• Texto extraído:
============

Después de una década exitosa con Toc Toc, el actor y dramaturgo apostó a una obra personal y pequeña como El equilibrista. Y, aunque no lo esperaba, arrasó tanto en los premios como en las boleterías. Película y serie en camino. La compleja situación del teatro en tiempos de cuarentena.
29 de abril de 2020
Desde noviembre del año pasado hasta marzo último, la vida de Mauricio Dayub transcurrió con un vértigo saludable. Andaba a las corridas, pero con una sonrisa; veía con cuentagotas a su mujer y a su hijo. «2019 terminó a todo galope y esta temporada arrancó a pleno, sin pausa: miércoles a domingo, funciones en Mar del Plata; martes en El Nacional de la avenida Corrientes. Así, a los santos piques cada semana. Llegaba desesperado a casa para estar con la familia y renunciaba a horas de sueño. Agotado, sí, pero realizado», cuenta el actor, dramaturgo y director.
«Se estaba cocinando, creo yo, el gran año de mi carrera, con el boom de El equilibrista, la posibilidad de dirigir en teatro a Suar y a Peretti, el estreno de la última película de Carlos Sorín que protagonizo y un proyecto televisivo de ficción en la TV Pública», enumera. Sin embargo, su horizonte profesional cambió abruptamente cuando el mundo sucumbió frente al coronavirus. Y las actividades ligadas con el espectáculo, a la par de la vida social, quedaron en stand-by hasta nuevo aviso (ver Cross a la mandíbula).
Su producción teatral más reciente, El equilibrista, se había convertido en una de las ineludibles del circuito local. El unipersonal describe una serie de personajes y anécdotas entrañables de su familia, especialmente de su abuelo paterno. A Dayub le sirve para plasmar un poco de su historia personal, así como también para reflexionar sobre las vueltas de la vida. En definitiva, la obra se puede ver como un círculo perfecto y revelador. «El mundo es para los que se animan a perder el equilibrio», repite, meneando su cabeza. «¡Qué frase, la pucha!, es de mi abuelo y me marcó para toda la vida», agrega.

============

• Tu consigna: Prolonga el artículo sobre Mauricio Dayub y El equilibrista a partir de su última oración.

Entradas de datos guardadas:
============

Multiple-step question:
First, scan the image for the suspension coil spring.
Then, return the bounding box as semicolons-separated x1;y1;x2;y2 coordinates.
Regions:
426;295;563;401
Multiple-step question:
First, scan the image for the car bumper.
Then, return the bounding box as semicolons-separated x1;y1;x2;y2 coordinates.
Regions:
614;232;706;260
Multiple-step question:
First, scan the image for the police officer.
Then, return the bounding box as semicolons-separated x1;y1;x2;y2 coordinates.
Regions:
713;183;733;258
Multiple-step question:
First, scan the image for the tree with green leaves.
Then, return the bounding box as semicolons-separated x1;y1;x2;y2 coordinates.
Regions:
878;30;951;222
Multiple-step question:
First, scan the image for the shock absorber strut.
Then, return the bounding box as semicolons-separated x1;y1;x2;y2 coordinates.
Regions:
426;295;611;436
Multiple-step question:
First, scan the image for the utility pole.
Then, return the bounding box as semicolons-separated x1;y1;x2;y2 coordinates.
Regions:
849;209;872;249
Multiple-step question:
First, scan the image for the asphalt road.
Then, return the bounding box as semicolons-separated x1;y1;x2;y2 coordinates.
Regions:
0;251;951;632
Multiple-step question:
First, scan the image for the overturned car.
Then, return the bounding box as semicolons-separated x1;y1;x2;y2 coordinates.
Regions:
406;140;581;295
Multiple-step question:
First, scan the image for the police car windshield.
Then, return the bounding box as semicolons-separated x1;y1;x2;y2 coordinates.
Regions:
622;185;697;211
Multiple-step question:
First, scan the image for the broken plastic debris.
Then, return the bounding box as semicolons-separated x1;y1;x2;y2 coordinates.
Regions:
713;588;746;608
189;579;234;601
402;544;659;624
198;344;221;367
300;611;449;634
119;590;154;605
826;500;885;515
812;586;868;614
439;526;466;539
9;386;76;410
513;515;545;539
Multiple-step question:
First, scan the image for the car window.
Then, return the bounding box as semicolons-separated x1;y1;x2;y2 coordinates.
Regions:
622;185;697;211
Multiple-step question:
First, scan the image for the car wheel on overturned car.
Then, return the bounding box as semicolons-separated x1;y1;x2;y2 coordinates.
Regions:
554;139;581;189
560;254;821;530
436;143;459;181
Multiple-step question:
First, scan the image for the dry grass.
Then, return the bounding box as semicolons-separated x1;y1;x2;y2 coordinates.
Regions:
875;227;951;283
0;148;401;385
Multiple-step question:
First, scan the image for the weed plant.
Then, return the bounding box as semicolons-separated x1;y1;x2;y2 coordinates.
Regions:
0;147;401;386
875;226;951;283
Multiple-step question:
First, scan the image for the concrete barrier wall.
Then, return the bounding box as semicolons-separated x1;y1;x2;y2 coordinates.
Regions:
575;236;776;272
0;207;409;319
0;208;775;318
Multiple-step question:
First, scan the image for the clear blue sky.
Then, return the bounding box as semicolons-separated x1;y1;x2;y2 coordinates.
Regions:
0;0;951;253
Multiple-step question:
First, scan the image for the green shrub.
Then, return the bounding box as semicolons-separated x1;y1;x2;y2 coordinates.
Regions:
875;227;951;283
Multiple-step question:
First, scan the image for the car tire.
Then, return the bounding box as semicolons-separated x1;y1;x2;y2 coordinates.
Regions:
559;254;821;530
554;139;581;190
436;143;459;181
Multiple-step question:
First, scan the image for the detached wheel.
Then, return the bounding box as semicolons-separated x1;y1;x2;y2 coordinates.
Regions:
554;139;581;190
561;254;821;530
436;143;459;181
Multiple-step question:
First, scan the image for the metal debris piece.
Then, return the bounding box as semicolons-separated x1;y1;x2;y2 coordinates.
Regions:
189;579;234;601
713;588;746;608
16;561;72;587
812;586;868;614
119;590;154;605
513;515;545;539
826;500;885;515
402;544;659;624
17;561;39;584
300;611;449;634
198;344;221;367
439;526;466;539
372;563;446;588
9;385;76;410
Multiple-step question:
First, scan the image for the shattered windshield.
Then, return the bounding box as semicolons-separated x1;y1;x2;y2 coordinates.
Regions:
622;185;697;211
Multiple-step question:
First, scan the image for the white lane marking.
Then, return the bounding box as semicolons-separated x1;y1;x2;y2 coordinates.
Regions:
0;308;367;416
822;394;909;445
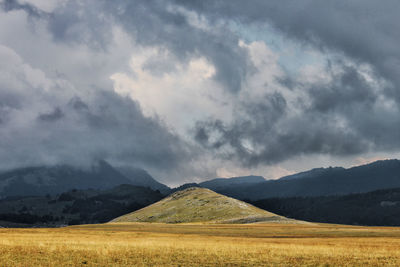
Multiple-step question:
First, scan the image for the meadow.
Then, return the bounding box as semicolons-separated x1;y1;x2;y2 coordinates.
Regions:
0;223;400;266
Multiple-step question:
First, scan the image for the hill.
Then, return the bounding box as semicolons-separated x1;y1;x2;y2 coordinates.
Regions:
112;187;295;223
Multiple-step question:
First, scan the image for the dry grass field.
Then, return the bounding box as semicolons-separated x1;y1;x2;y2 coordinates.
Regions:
0;223;400;266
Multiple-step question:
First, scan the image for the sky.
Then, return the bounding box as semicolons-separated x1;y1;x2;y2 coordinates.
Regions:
0;0;400;185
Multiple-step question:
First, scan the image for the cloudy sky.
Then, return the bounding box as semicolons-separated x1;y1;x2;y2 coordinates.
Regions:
0;0;400;185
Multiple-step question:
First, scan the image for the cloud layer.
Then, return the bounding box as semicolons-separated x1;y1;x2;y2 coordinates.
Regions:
0;0;400;183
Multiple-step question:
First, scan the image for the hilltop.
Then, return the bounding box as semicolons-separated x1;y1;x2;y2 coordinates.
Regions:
112;187;296;223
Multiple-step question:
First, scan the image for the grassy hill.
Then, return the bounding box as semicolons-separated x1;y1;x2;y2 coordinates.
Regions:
112;187;295;223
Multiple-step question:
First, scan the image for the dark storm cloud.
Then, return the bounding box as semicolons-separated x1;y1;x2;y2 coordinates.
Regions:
175;0;400;165
6;0;251;93
0;0;44;17
195;60;394;166
0;0;400;178
175;0;400;96
38;107;64;122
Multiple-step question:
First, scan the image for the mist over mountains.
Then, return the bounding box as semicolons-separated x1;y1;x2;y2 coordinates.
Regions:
0;160;169;197
0;159;400;226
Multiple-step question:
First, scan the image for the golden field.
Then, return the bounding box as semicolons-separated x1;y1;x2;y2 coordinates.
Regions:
0;223;400;266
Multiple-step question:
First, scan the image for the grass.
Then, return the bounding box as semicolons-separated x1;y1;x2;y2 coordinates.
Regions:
0;223;400;266
113;187;294;223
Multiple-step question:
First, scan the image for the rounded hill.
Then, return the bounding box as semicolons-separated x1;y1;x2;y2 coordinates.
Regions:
111;187;296;223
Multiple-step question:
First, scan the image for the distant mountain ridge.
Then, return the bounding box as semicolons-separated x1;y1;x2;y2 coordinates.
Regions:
199;175;266;190
0;160;169;197
206;160;400;200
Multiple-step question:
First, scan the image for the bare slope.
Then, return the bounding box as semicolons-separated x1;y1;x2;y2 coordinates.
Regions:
112;187;296;223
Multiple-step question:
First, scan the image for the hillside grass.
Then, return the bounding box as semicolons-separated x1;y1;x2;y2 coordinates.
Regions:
0;223;400;266
113;187;293;223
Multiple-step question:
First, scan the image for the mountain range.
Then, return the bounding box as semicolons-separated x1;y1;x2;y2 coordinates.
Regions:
0;160;170;197
0;160;400;228
183;160;400;201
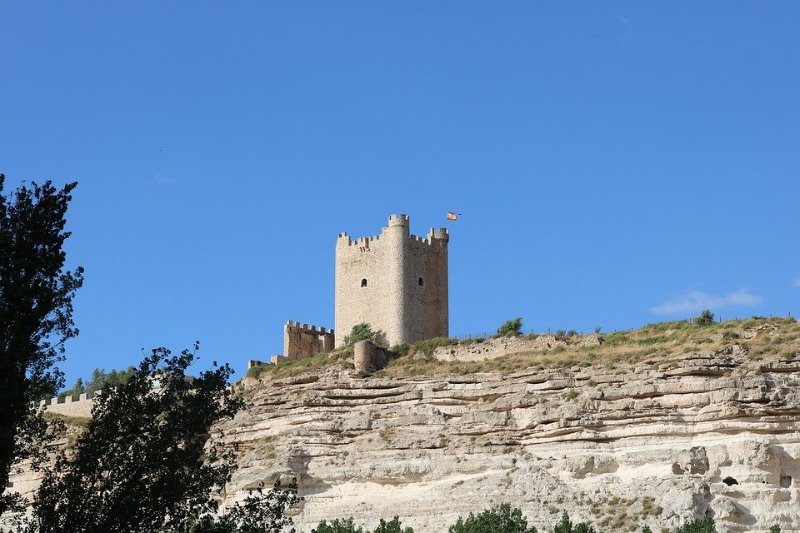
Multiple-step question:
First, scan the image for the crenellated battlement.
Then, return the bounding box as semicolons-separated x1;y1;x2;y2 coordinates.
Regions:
284;320;333;335
283;320;336;359
335;214;450;346
389;214;409;226
336;214;450;252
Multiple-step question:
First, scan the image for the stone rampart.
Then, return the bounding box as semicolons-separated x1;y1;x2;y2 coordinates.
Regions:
353;341;389;374
39;391;100;418
283;320;336;359
335;214;449;346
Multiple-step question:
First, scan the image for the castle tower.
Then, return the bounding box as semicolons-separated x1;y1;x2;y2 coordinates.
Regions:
334;215;449;346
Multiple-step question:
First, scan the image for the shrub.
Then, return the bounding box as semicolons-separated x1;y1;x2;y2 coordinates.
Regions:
496;317;522;337
673;517;717;533
553;511;597;533
414;337;458;357
311;516;414;533
311;518;364;533
247;365;270;379
344;322;375;346
692;309;714;326
374;516;414;533
389;344;411;357
448;503;536;533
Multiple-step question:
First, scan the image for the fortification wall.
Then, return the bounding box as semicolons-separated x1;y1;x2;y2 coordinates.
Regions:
39;391;100;418
283;320;335;359
335;214;448;346
353;341;389;373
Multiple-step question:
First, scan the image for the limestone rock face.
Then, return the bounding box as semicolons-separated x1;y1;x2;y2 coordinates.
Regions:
216;350;800;532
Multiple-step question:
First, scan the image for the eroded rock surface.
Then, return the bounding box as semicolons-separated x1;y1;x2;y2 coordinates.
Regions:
222;349;800;532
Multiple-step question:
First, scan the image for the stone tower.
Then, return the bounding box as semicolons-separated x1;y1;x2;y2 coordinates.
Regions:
334;215;449;347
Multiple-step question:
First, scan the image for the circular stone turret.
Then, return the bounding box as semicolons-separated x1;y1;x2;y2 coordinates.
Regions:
353;341;386;373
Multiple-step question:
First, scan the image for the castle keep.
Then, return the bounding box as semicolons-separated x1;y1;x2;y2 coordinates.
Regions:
335;215;449;347
247;215;450;368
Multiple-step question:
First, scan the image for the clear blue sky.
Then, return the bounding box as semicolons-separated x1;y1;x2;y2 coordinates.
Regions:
0;1;800;383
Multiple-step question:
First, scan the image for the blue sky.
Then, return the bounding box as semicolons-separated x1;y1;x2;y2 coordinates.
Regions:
0;1;800;383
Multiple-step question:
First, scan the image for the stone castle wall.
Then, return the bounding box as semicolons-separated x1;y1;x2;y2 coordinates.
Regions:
39;391;100;418
335;215;449;346
283;320;335;359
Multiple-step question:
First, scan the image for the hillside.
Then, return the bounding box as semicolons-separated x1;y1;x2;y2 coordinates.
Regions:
217;319;800;531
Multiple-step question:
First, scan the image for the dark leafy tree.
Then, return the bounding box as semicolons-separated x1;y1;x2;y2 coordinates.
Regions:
181;480;301;533
0;174;83;513
553;511;597;533
449;503;536;533
674;517;717;533
33;345;242;533
344;322;375;346
496;318;522;337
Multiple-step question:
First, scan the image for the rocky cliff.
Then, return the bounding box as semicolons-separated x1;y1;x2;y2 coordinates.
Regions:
217;322;800;532
7;319;800;533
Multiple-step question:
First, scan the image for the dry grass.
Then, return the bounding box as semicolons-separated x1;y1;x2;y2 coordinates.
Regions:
251;317;800;378
377;317;800;377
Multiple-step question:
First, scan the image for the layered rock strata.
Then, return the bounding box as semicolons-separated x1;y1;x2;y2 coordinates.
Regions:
221;347;800;532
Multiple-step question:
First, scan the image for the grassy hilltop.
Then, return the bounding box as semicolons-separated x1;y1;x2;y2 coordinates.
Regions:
248;317;800;378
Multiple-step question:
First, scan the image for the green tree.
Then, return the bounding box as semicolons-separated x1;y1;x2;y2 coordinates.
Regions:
373;516;414;533
311;518;364;533
0;174;83;514
181;480;302;533
496;317;522;337
673;517;717;533
553;511;597;533
692;309;714;326
33;345;243;533
449;503;536;533
344;322;375;346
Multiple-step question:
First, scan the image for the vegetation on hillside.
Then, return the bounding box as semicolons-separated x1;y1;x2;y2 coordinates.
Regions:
0;178;83;513
344;322;376;346
30;346;243;533
311;503;781;533
248;314;800;378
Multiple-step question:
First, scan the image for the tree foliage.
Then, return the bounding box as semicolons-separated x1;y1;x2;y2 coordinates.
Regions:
692;309;714;326
373;516;414;533
34;345;242;533
553;511;597;533
0;174;83;513
344;322;375;346
449;503;536;533
674;517;717;533
497;317;522;337
183;480;302;533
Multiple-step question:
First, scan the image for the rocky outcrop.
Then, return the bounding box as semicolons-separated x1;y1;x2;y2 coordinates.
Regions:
216;349;800;532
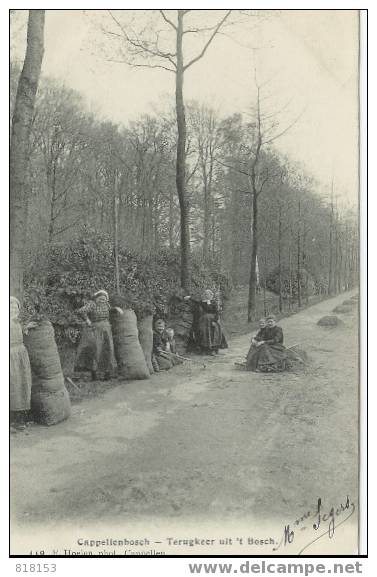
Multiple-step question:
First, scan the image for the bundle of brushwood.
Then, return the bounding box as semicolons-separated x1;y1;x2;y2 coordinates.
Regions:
110;309;150;380
24;320;71;425
137;314;154;374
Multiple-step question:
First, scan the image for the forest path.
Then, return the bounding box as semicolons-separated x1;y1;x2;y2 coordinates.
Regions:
11;293;358;552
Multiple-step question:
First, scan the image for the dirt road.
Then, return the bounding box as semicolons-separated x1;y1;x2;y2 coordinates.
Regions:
11;294;358;552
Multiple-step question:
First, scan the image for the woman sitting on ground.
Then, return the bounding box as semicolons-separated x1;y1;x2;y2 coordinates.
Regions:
75;290;118;381
246;315;287;373
152;319;183;372
185;289;228;355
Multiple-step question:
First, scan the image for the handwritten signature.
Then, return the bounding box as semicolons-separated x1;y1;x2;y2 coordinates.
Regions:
273;495;355;555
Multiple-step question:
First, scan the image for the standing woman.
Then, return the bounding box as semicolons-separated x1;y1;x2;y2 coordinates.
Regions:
75;290;117;381
184;289;228;355
9;297;32;429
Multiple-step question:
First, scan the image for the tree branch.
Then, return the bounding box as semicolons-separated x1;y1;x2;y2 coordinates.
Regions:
262;109;305;144
159;10;177;30
183;10;232;70
214;158;252;178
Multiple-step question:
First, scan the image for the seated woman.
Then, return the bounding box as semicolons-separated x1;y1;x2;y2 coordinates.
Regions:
185;289;228;355
75;290;118;380
152;319;183;372
246;315;287;373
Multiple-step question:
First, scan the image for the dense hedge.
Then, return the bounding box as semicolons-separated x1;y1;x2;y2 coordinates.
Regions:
24;229;231;338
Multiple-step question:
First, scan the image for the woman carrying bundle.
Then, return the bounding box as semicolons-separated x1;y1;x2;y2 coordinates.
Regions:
184;289;228;355
75;290;118;380
9;297;34;429
246;315;287;373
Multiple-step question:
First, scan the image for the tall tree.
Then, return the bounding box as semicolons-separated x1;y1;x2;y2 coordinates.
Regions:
9;10;45;300
101;10;231;291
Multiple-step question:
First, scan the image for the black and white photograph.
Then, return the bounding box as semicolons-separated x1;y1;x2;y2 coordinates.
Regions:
9;5;365;560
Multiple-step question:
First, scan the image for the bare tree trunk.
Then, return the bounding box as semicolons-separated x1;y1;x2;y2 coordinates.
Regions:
113;173;120;295
327;182;334;295
297;200;302;307
169;188;174;250
247;191;258;323
278;203;283;312
289;245;293;310
9;10;45;300
175;10;191;292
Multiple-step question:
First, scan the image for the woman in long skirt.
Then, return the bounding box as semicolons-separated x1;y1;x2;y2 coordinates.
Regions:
10;297;31;429
75;290;117;380
246;315;287;373
185;289;228;355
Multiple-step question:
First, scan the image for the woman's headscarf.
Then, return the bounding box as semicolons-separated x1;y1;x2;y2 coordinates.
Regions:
93;289;109;300
10;296;21;310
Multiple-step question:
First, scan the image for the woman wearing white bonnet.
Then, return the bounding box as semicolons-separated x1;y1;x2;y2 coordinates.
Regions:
9;296;31;429
75;289;116;380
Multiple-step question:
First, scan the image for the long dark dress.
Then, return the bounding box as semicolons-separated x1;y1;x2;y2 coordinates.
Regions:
246;326;287;373
75;301;117;376
152;331;182;371
191;299;228;352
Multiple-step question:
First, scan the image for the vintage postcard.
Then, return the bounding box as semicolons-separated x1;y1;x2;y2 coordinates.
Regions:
9;9;365;560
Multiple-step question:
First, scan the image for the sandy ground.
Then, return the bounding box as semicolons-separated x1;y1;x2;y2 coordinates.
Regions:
11;293;358;552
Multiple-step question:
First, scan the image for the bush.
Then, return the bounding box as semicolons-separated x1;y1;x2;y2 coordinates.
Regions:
23;228;231;344
266;267;318;300
317;315;343;327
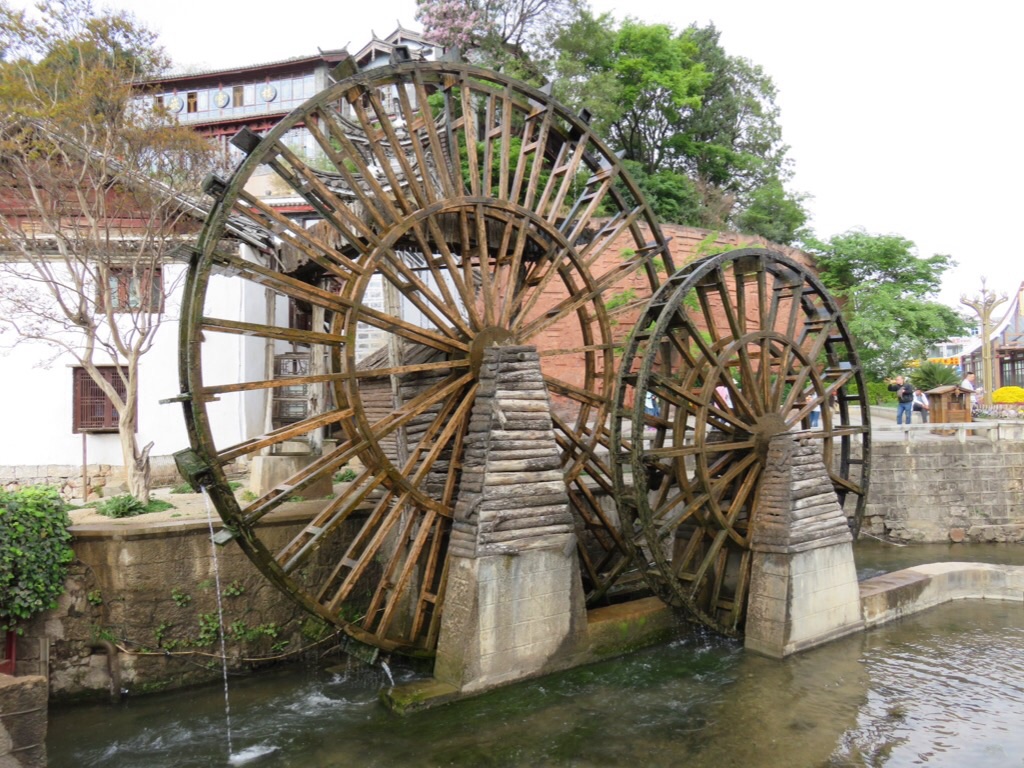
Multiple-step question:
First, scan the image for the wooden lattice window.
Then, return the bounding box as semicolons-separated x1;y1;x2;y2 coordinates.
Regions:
72;366;127;434
106;266;164;312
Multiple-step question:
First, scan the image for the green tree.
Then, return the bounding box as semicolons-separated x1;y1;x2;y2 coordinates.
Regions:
554;18;807;244
416;0;583;84
0;0;212;503
804;229;969;379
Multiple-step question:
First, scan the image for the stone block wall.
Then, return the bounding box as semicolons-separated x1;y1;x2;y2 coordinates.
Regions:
863;439;1024;542
0;675;46;768
16;522;350;700
0;456;182;499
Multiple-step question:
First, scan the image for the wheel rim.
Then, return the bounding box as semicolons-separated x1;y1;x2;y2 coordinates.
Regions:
612;249;870;635
182;63;671;653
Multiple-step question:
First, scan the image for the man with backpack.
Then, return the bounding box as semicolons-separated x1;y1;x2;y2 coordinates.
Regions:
886;376;913;424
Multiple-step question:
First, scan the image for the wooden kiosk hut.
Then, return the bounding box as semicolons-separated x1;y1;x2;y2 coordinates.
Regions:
925;384;974;434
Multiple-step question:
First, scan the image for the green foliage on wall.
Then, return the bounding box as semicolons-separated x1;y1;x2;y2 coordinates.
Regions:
0;485;75;633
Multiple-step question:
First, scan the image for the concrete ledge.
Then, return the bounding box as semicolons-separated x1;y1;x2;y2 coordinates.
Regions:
860;562;1024;629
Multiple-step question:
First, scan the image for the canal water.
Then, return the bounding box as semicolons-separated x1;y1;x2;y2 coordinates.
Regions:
47;543;1024;768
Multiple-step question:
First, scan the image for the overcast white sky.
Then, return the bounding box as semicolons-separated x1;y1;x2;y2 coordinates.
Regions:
13;0;1024;313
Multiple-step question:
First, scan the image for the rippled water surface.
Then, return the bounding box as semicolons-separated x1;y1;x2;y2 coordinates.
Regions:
47;544;1024;768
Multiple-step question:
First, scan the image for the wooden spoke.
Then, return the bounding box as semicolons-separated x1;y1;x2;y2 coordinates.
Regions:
611;249;869;635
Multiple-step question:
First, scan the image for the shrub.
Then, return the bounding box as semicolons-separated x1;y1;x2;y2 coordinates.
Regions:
0;485;75;632
96;494;145;517
992;387;1024;403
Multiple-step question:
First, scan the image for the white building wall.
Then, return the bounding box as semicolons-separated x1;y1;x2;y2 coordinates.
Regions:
0;256;270;485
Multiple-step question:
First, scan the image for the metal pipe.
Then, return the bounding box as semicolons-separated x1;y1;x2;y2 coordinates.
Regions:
89;640;121;702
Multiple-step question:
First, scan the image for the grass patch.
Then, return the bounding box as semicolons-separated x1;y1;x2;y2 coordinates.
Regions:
92;494;174;518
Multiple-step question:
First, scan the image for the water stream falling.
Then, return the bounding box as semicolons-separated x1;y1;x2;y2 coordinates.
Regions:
380;658;394;688
202;486;234;760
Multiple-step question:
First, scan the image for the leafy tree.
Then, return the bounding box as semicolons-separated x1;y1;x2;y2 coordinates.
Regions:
416;0;582;83
554;17;807;244
0;0;211;502
804;229;968;379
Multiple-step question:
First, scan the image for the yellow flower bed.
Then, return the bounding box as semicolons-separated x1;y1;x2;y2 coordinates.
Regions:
992;387;1024;402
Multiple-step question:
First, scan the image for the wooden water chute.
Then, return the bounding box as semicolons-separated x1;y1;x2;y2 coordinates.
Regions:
174;62;673;654
612;249;870;636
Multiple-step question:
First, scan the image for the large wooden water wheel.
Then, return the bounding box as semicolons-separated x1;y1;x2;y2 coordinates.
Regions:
181;62;672;653
612;249;870;635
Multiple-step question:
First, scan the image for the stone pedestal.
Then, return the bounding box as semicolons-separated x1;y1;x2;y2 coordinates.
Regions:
745;434;864;658
434;346;587;693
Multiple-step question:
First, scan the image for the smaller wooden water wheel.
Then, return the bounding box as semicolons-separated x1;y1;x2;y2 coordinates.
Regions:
612;249;870;636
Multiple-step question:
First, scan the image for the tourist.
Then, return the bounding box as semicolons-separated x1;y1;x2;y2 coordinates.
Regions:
913;388;928;424
886;376;913;424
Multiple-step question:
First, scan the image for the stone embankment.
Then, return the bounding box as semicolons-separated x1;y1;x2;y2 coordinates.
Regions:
863;436;1024;543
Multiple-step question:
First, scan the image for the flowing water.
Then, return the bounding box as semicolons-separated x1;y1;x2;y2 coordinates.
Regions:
203;487;234;756
47;545;1024;768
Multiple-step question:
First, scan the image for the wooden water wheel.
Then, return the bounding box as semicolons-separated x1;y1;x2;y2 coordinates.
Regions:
181;62;672;654
612;249;870;635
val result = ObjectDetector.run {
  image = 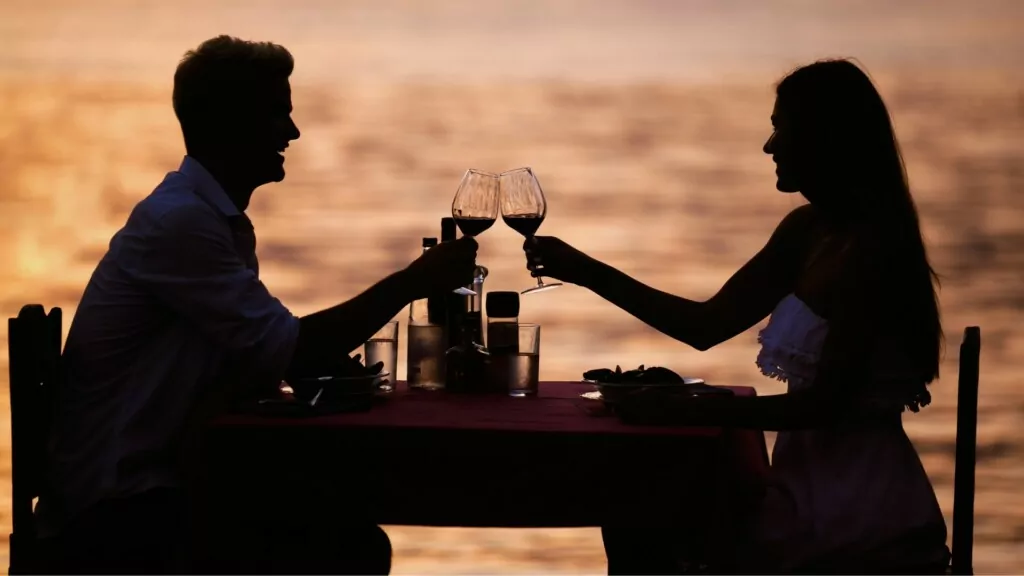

============

• Resultado obtenido:
Después de obtener el premio ACE de Oro en noviembre pasado, en el verano El equilibrista fue la vedette de los Estrella de Mar, en Mar del Plata, donde logró cuatro estatuillas, incluida la dorada. «No puedo creer lo que viví gracias a la obra: es un sueño, algo impensado. Superó todas las expectativas. De hecho, no tenía tantas, porque venía de hacer diez temporadas de Toc Toc, la obra teatral más taquillera de la historia nacional. Y me embarqué en esta pequeña puesta a nivel infraestructura, pero inmensa emocionalmente para mí», describe.
–¿Qué es más gratificante, disfrutar de las mieles de la obra que creaste artesanalmente o descubrir que hay vida después de Toc Toc?
–Eso fue clave, porque cuando me fui de Toc Toc en 2019, por decisión de los productores, ya tenía lista El equilibrista, cosa de no sentir ese vacío propio de quien, después de estar en el paraíso, cae abruptamente en un abismo.
–Fuiste previsor.
–Sí, pero jamás imaginé una repercusión así, porque hay una máxima en el teatro que asegura que «no hay que bajarse de un éxito». Por eso nunca creí que El equilibrista iba a ser tan premiada, que iba a estar entre las cinco más vistas de la temporada marplatense y que iba a tener que agregar funciones en un teatro comercial de la avenida Corrientes.
–¿No confiabas en que podías lograr este reconocimiento?
–Es que conozco el mundillo del teatro, después de éxitos del tamaño de Toc Toc pueden pasar tres o cuatro años para que vuelvas a instalarte en el mercado. Invariablemente, aparece un bajón, un parate, una sensación de «dónde estoy parado»: es lo normal, me lo han dicho muchos. Pero esto que pasó, tan inmediatamente, nunca había ocurrido. Me lo confesó Carlos Rottemberg, un sabio en estas cuestiones.
–¿Que tiene El equilibrista que cautiva?
–La pensé a partir de estudiar qué tipo de teatro había en la cartelera nacional y qué otro tipo faltaba. Me pareció que el teatro de la imaginación, el que no te da todo servido ni digerido, el que insinúa, el que sugiere y el que habla de la familia, de nuestros orígenes, no estaba presente. Por lo visto, enganchó y mucho.
–¿Cómo elegiste al director?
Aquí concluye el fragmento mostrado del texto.